* START INPUT DATA *

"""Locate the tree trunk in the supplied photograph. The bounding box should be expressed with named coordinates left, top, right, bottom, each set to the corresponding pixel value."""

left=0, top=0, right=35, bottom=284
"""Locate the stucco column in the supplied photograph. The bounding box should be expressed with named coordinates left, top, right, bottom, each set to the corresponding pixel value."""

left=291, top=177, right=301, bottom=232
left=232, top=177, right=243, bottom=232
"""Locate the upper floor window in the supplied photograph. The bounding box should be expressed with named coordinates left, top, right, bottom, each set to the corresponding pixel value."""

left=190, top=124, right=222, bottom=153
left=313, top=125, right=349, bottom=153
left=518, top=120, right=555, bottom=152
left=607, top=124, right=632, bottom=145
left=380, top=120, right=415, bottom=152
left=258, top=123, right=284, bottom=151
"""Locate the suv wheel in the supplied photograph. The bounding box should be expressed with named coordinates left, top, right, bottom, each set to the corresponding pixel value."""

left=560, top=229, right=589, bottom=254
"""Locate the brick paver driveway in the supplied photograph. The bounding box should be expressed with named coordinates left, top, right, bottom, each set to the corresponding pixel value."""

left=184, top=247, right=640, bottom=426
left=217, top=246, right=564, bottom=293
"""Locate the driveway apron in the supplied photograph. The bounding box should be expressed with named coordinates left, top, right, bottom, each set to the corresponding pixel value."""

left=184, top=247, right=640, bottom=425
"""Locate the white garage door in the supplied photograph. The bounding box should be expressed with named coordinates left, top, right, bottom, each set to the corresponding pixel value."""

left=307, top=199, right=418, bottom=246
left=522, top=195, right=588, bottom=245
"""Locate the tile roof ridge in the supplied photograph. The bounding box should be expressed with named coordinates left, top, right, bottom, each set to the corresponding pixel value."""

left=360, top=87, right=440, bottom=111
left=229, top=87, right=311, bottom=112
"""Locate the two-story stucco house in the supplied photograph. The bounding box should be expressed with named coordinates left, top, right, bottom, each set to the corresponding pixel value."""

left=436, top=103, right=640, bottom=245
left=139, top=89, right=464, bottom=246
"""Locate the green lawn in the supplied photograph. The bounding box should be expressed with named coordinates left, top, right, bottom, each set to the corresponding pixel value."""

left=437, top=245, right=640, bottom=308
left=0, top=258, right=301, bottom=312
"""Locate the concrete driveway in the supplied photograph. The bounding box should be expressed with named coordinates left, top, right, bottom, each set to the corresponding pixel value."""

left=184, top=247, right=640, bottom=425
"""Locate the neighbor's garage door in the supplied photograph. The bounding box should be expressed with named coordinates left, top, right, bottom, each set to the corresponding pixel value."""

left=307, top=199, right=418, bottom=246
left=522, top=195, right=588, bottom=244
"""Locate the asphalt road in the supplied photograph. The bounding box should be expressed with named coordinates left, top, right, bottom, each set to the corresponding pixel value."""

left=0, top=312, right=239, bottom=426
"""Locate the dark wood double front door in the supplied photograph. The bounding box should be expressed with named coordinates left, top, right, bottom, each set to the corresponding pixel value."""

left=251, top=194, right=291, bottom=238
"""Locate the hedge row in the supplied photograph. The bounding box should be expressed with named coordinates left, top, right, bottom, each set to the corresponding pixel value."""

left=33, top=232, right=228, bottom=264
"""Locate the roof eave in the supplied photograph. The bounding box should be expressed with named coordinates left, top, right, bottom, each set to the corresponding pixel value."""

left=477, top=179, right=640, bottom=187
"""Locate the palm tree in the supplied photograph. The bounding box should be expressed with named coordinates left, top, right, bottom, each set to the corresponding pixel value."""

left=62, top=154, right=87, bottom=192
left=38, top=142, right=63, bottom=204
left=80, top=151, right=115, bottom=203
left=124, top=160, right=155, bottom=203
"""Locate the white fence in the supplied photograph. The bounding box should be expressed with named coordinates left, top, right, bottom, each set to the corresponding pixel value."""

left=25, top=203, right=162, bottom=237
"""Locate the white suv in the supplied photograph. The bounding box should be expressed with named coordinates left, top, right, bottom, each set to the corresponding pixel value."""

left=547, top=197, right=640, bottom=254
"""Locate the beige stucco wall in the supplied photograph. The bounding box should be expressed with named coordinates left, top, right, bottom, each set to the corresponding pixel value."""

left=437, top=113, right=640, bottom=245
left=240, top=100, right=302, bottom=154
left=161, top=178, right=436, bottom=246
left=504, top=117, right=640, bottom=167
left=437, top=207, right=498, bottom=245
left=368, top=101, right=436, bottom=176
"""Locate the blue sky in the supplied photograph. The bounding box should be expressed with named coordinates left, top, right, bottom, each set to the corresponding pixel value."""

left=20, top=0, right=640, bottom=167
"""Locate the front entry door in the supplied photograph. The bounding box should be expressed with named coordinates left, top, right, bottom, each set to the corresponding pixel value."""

* END INPUT DATA *

**EXERCISE DESCRIPTION:**
Please print all of the data above again, reproducing every line without any change.

**SOLUTION TO THE EXERCISE:**
"""Locate the tree trunk in the supplied photograph. The bounding box should be expressed with named coordinates left, top, right, bottom, each set to the corresponding pixel value."""

left=0, top=0, right=35, bottom=284
"""Locate the stucco column in the supplied photograph. The bounding box should be expressed with named coordinates left, top, right, bottom, each set to the corresponding pixel value."""

left=291, top=177, right=301, bottom=232
left=232, top=177, right=243, bottom=232
"""Locate the upper floor window in the supplied photograph. The bounding box should be expressed with named coordinates left, top, right, bottom, each set to the corresponding pixel value."""

left=190, top=124, right=222, bottom=153
left=313, top=125, right=349, bottom=153
left=518, top=120, right=555, bottom=152
left=607, top=124, right=632, bottom=145
left=380, top=120, right=415, bottom=152
left=258, top=123, right=284, bottom=151
"""Locate the suv wheel in the supplied photograph. The bounding box should be expressed with named coordinates left, top, right, bottom, each set to the corresponding pixel value."""

left=560, top=229, right=589, bottom=254
"""Locate the brick paver driveway in the supplied photograph. The bounding box should be expressed with named coordinates left, top, right, bottom, each set to the corresponding pixel value."""

left=184, top=247, right=640, bottom=426
left=217, top=246, right=564, bottom=293
"""Locate the driveway apron in the supplied photograph. The bounding box should be expressed with named coordinates left, top, right, bottom, each set to the corresponding pixel value."""

left=184, top=247, right=640, bottom=425
"""Locate the white garage door in the supplied photograph. The bounding box should be expressed with named coordinates left, top, right, bottom, each set to the corresponding pixel value."""

left=307, top=199, right=418, bottom=246
left=522, top=195, right=588, bottom=245
"""Locate the tile roof ridge in the supplied photograph. The bounding box should be expressed with named coordinates left, top, right, bottom, each set to the corresponding pixel value."""

left=360, top=87, right=440, bottom=111
left=229, top=87, right=311, bottom=112
"""Locate the two-story stucco house in the supplied photograph. The bounding box should be expressed with named coordinates left, top, right, bottom, each set to the corresponding pixel value."""

left=436, top=103, right=640, bottom=245
left=139, top=89, right=464, bottom=246
"""Locate the green lawn in the supplied photograph. The bounding box should be expressed with named coordinates left, top, right, bottom, each set to the corresponding pixel value."""

left=437, top=245, right=640, bottom=308
left=0, top=258, right=301, bottom=312
"""Locate the concrete driveway in the supplied photograph. The bounding box should be expressed with named coordinates left, top, right, bottom, each set to the corresponding pixel value."""

left=184, top=247, right=640, bottom=425
"""Locate the neighbor's garage door in the supplied photograph. The bounding box should be expressed with named coordinates left, top, right, bottom, each set to the corresponding pixel value."""

left=307, top=199, right=418, bottom=246
left=522, top=195, right=588, bottom=244
"""Locate the asphalt road in the supplied photograph. The bounding box should be expressed with named coordinates left, top, right, bottom, each set to the corresponding pixel value."""

left=0, top=312, right=239, bottom=426
"""Locate the dark wood double front door in the supplied photograph. The bounding box should be expressed with named coordinates left, top, right, bottom, each set to the corresponding pixel value."""

left=251, top=194, right=291, bottom=238
"""Locate the hedge row in the supplied photograph. The bounding box should be expressed with named coordinates left, top, right, bottom, each set to the corresponding pixel value."""

left=33, top=232, right=228, bottom=264
"""Locate the roof eave in the supplied photograph. The bounding box should be expressed with named coordinates left, top, right, bottom, each set to the corresponding pixel value."""

left=477, top=179, right=640, bottom=187
"""Locate the palm tree in the supplied photograph. The bounding box should be expressed with named coordinates left, top, right, bottom, each set to the corresponding pixel value."""

left=62, top=154, right=87, bottom=192
left=38, top=142, right=63, bottom=204
left=80, top=151, right=115, bottom=203
left=124, top=160, right=155, bottom=203
"""Locate the white fence in the supplied photograph. The bounding box should be expressed with named coordinates left, top, right, bottom, each set to the corresponding pixel value."""

left=25, top=203, right=162, bottom=237
"""Locate the white suv in the supplied photograph. The bounding box should be expressed with named coordinates left, top, right, bottom, each set to the corresponding pixel value."""

left=547, top=197, right=640, bottom=254
"""Locate the beige stucco wall in the supplied photograph. The bounding box should be expressed with named coordinates left, top, right, bottom, each set to the corresponding pixel value."""

left=437, top=113, right=640, bottom=245
left=240, top=100, right=302, bottom=154
left=161, top=178, right=436, bottom=246
left=504, top=117, right=640, bottom=167
left=437, top=207, right=498, bottom=245
left=368, top=101, right=436, bottom=176
"""Locate the blue sky in the supplied photograph. The bounding box should be expressed with named coordinates left, top, right, bottom, each set to the corresponding pixel value."""

left=20, top=0, right=640, bottom=167
"""Locate the front entry door in the supplied photograph. The bounding box should be expressed with named coordinates left, top, right, bottom, each set to the corresponding pixel value."""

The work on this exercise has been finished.